Supplied text:
^^^^

Closed richardschulze closed 4 years ago
Hi,
You can change this line
https://github.com/NVIDIA/cutlass/blob/4dac7490e6a846893595de352c57f2bf118796c1/tools/library/scripts/generator.py#L115
to (LayoutType.RowMajor, LayoutType.RowMajor, LayoutType.RowMajor),
.
Your problem is small M, you can take a look at the tile sizes used in https://github.com/NVIDIA/cutlass/blob/4dac7490e6a846893595de352c57f2bf118796c1/test/unit/gemm/device/simt_sgemm_tt_sm50.cu to change the tile sizes in the profiler (https://github.com/NVIDIA/cutlass/blob/4dac7490e6a846893595de352c57f2bf118796c1/tools/library/scripts/generator.py#L138-L143). I think small tile sizes in the M dimension can help you.
I think you also need to turn on split-k (https://github.com/NVIDIA/cutlass/tree/master/examples/06_splitK_gemm) for small M, by setting split_k_slices
(see the helper message of the profiler).
You can also try to change this line https://github.com/NVIDIA/cutlass/blob/4dac7490e6a846893595de352c57f2bf118796c1/tools/library/scripts/generator.py#L39
to swizzling_functor = SwizzlingFunctor.Identity1
because I don't think Identity8
can help you any.
However, for this problem size, I don't think you would see very high performance.
Many thanks for your detailed comment. I tried changing line 115 in generator.py, but after running cmake
and make
I get the following errors:
log.txt
I also tried adding a new line instead of changing the existing one. That compiles, but I still cannot profile with row-major C.
I tried locally and looks fine.

^^^^

Listing:
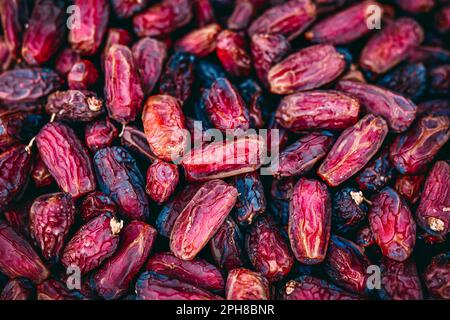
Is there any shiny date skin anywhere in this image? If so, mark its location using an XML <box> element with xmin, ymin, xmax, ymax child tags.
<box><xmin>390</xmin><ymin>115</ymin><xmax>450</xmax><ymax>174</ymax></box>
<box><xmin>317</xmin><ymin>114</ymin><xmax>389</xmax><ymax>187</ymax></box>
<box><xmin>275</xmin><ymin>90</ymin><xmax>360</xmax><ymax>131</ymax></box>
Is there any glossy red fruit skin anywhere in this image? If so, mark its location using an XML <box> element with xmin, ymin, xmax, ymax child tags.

^^^^

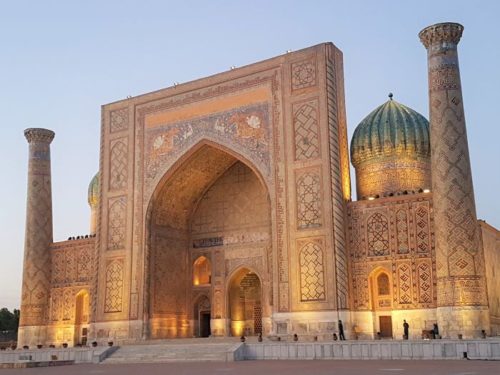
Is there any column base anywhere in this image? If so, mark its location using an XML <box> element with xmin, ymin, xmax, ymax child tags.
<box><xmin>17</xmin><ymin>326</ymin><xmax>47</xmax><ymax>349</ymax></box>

^^^^

Work to do: Repeat word for word the passage of the CUTLASS profiler thread from "Your problem is" to "help you any.".

Written answer:
Your problem is small M, you can take a look at the tile sizes used in https://github.com/NVIDIA/cutlass/blob/4dac7490e6a846893595de352c57f2bf118796c1/test/unit/gemm/device/simt_sgemm_tt_sm50.cu to change the tile sizes in the profiler (https://github.com/NVIDIA/cutlass/blob/4dac7490e6a846893595de352c57f2bf118796c1/tools/library/scripts/generator.py#L138-L143). I think small tile sizes in the M dimension can help you.
I think you also need to turn on split-k (https://github.com/NVIDIA/cutlass/tree/master/examples/06_splitK_gemm) for small M, by setting split_k_slices
(see the helper message of the profiler).
You can also try to change this line https://github.com/NVIDIA/cutlass/blob/4dac7490e6a846893595de352c57f2bf118796c1/tools/library/scripts/generator.py#L39
to swizzling_functor = SwizzlingFunctor.Identity1
because I don't think Identity8
can help you any.